* [GOAL]: Copy the lines below word for word, leaving out the pictures.

* [SUPPLIED DATA]:
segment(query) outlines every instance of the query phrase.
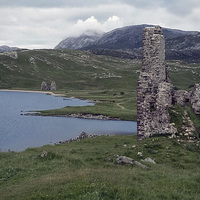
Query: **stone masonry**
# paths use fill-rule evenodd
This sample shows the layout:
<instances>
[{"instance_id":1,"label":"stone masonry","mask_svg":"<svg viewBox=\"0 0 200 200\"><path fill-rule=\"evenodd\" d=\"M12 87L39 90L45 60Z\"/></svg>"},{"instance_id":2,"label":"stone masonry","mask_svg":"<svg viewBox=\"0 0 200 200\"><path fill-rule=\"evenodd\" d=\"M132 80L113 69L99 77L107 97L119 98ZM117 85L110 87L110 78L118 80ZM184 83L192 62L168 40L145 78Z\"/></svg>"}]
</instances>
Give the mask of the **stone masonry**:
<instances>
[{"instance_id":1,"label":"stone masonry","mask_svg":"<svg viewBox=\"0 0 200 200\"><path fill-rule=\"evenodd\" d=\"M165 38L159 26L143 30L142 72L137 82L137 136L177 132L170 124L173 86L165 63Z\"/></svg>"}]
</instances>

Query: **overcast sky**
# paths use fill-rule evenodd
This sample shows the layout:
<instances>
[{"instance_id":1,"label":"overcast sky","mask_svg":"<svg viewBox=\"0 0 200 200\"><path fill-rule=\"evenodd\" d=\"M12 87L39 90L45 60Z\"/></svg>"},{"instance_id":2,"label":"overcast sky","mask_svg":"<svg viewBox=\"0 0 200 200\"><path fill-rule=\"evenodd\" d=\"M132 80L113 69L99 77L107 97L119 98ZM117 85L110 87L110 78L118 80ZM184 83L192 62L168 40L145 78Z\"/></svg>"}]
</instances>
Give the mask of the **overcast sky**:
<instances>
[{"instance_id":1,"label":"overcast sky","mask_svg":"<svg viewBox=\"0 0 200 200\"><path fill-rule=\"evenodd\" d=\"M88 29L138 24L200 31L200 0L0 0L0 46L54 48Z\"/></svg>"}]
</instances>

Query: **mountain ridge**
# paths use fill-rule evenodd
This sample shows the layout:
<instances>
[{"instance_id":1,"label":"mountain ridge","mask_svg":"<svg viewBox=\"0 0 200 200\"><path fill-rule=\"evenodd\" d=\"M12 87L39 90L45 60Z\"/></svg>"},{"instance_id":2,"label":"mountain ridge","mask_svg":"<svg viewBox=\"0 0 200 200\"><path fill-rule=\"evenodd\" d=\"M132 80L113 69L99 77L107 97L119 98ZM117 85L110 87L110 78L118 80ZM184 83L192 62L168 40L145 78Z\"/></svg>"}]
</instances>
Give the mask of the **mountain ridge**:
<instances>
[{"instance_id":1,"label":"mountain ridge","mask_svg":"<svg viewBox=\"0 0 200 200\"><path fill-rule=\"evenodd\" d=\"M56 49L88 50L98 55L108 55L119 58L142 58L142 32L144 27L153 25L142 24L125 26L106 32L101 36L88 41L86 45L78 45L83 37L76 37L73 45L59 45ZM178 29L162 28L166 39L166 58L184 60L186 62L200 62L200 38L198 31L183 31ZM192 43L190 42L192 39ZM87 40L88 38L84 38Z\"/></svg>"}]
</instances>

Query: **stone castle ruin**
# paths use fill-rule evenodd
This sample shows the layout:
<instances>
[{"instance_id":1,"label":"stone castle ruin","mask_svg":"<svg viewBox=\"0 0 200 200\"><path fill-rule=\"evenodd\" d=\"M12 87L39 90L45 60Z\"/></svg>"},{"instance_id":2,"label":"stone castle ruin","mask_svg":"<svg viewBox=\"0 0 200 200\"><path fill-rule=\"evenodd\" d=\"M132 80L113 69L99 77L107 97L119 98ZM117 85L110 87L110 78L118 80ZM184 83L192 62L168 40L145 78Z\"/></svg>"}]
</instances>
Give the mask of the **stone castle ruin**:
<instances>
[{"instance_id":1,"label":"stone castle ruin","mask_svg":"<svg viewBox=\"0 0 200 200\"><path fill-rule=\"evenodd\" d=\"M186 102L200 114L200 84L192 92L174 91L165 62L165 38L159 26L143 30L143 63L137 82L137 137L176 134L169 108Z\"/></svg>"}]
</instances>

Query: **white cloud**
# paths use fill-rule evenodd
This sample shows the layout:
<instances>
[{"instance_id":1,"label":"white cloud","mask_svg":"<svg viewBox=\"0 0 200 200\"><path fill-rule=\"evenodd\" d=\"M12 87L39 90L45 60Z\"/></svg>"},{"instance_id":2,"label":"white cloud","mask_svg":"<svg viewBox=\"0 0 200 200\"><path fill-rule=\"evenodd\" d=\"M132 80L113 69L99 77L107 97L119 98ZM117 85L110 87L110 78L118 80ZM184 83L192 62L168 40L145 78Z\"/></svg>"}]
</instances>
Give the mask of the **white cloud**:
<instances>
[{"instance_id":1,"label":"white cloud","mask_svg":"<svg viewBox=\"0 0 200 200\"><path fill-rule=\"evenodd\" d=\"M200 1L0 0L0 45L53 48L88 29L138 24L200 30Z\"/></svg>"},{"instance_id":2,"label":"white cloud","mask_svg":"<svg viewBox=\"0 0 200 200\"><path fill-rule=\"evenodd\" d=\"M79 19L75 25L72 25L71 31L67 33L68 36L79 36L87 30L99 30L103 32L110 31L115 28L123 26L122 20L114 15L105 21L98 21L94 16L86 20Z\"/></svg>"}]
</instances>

* [SOLUTION TO THIS PROBLEM]:
segment(query) outlines every instance of the query phrase.
Query: **stone masonry**
# paths use fill-rule evenodd
This sample shows the layout:
<instances>
[{"instance_id":1,"label":"stone masonry","mask_svg":"<svg viewBox=\"0 0 200 200\"><path fill-rule=\"evenodd\" d=\"M12 87L39 90L45 60Z\"/></svg>"},{"instance_id":2,"label":"stone masonry","mask_svg":"<svg viewBox=\"0 0 200 200\"><path fill-rule=\"evenodd\" d=\"M132 80L113 69L99 77L107 97L119 98ZM117 85L110 87L110 78L118 80ZM184 83L192 62L168 40L145 78Z\"/></svg>"}]
</instances>
Give the mask of the **stone masonry**:
<instances>
[{"instance_id":1,"label":"stone masonry","mask_svg":"<svg viewBox=\"0 0 200 200\"><path fill-rule=\"evenodd\" d=\"M165 38L159 26L143 30L142 72L137 82L137 136L177 132L170 124L173 86L165 63Z\"/></svg>"}]
</instances>

Query: **overcast sky**
# paths use fill-rule evenodd
This sample shows the layout:
<instances>
[{"instance_id":1,"label":"overcast sky","mask_svg":"<svg viewBox=\"0 0 200 200\"><path fill-rule=\"evenodd\" d=\"M12 87L39 90L45 60Z\"/></svg>"},{"instance_id":2,"label":"overcast sky","mask_svg":"<svg viewBox=\"0 0 200 200\"><path fill-rule=\"evenodd\" d=\"M132 80L113 69L99 77L107 97L119 98ZM117 85L110 87L110 78L118 80ZM184 83L192 62L168 40L145 78Z\"/></svg>"}]
</instances>
Give the mask of the **overcast sky**:
<instances>
[{"instance_id":1,"label":"overcast sky","mask_svg":"<svg viewBox=\"0 0 200 200\"><path fill-rule=\"evenodd\" d=\"M88 29L138 24L200 31L200 0L0 0L0 46L54 48Z\"/></svg>"}]
</instances>

Query: **mountain ridge**
# paths use fill-rule evenodd
This sample shows the layout:
<instances>
[{"instance_id":1,"label":"mountain ridge","mask_svg":"<svg viewBox=\"0 0 200 200\"><path fill-rule=\"evenodd\" d=\"M12 87L39 90L45 60Z\"/></svg>"},{"instance_id":2,"label":"mountain ridge","mask_svg":"<svg viewBox=\"0 0 200 200\"><path fill-rule=\"evenodd\" d=\"M132 80L113 69L99 77L107 97L119 98ZM117 85L110 87L110 78L118 80ZM184 83L192 62L168 40L145 78Z\"/></svg>"}]
</instances>
Give the mask of the **mountain ridge**:
<instances>
[{"instance_id":1,"label":"mountain ridge","mask_svg":"<svg viewBox=\"0 0 200 200\"><path fill-rule=\"evenodd\" d=\"M56 49L88 50L98 55L108 55L119 58L142 58L142 32L144 27L153 25L142 24L125 26L106 32L101 36L88 41L86 45L78 45L83 37L76 37L73 45L59 45ZM178 29L162 28L166 39L166 58L184 60L186 62L200 62L200 38L198 31L183 31ZM192 43L190 42L192 39ZM87 40L88 38L84 38Z\"/></svg>"}]
</instances>

Query: **stone castle ruin**
# paths use fill-rule evenodd
This sample shows the layout:
<instances>
[{"instance_id":1,"label":"stone castle ruin","mask_svg":"<svg viewBox=\"0 0 200 200\"><path fill-rule=\"evenodd\" d=\"M12 87L39 90L45 60Z\"/></svg>"},{"instance_id":2,"label":"stone castle ruin","mask_svg":"<svg viewBox=\"0 0 200 200\"><path fill-rule=\"evenodd\" d=\"M132 80L113 69L99 77L107 97L119 98ZM117 85L110 87L110 78L118 80ZM184 83L192 62L168 40L145 78Z\"/></svg>"}]
</instances>
Give the mask of the **stone castle ruin**:
<instances>
[{"instance_id":1,"label":"stone castle ruin","mask_svg":"<svg viewBox=\"0 0 200 200\"><path fill-rule=\"evenodd\" d=\"M186 102L200 114L200 84L192 92L174 91L165 62L165 38L159 26L143 30L143 63L137 82L137 137L176 134L169 108Z\"/></svg>"}]
</instances>

Query: **white cloud**
# paths use fill-rule evenodd
This sample shows the layout:
<instances>
[{"instance_id":1,"label":"white cloud","mask_svg":"<svg viewBox=\"0 0 200 200\"><path fill-rule=\"evenodd\" d=\"M12 87L39 90L45 60Z\"/></svg>"},{"instance_id":2,"label":"white cloud","mask_svg":"<svg viewBox=\"0 0 200 200\"><path fill-rule=\"evenodd\" d=\"M132 80L113 69L99 77L107 97L119 98ZM117 85L110 87L110 78L118 80ZM184 83L192 62L168 40L145 78Z\"/></svg>"}]
</instances>
Give the mask of the **white cloud**:
<instances>
[{"instance_id":1,"label":"white cloud","mask_svg":"<svg viewBox=\"0 0 200 200\"><path fill-rule=\"evenodd\" d=\"M200 1L0 0L0 45L53 48L88 29L138 24L200 30Z\"/></svg>"},{"instance_id":2,"label":"white cloud","mask_svg":"<svg viewBox=\"0 0 200 200\"><path fill-rule=\"evenodd\" d=\"M79 19L75 25L72 25L71 31L67 33L68 36L79 36L87 30L99 30L103 32L110 31L115 28L123 26L122 20L114 15L105 21L98 21L94 16L86 20Z\"/></svg>"}]
</instances>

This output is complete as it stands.